WHAT IS REQUIRED - Look through the material below and give the number of lines where the string "green" occurs, with nothing added.

MATERIAL PROVIDED -
══════════

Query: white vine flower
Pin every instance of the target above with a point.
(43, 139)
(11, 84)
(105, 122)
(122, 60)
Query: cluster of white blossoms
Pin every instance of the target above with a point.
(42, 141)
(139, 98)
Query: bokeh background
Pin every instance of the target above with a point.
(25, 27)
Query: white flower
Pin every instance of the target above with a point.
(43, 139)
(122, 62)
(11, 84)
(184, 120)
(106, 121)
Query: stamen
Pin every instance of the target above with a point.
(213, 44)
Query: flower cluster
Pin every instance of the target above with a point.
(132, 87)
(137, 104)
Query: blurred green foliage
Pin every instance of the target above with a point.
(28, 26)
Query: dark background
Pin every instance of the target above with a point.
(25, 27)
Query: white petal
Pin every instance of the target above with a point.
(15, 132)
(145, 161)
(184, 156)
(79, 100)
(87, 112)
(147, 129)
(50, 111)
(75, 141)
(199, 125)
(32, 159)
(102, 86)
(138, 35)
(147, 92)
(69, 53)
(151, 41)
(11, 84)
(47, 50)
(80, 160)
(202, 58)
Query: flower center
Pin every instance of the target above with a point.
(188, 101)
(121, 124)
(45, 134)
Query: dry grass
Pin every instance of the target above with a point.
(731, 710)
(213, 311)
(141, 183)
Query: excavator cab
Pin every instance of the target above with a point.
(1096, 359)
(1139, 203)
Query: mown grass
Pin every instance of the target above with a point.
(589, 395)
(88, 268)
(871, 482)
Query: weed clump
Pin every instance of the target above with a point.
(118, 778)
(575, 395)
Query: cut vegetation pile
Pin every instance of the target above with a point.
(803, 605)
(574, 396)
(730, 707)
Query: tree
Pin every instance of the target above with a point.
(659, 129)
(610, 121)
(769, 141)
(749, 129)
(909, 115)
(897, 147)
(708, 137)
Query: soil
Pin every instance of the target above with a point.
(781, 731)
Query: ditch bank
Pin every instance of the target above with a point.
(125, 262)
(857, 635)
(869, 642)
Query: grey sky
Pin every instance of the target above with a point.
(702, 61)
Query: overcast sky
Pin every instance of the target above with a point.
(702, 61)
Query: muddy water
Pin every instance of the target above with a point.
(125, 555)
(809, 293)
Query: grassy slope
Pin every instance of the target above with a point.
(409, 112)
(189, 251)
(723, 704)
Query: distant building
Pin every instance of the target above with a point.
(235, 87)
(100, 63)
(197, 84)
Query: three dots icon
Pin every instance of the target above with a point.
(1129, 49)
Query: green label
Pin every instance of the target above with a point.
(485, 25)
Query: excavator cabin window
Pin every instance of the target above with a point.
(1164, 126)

══════════

WRITTEN SOLUTION - 2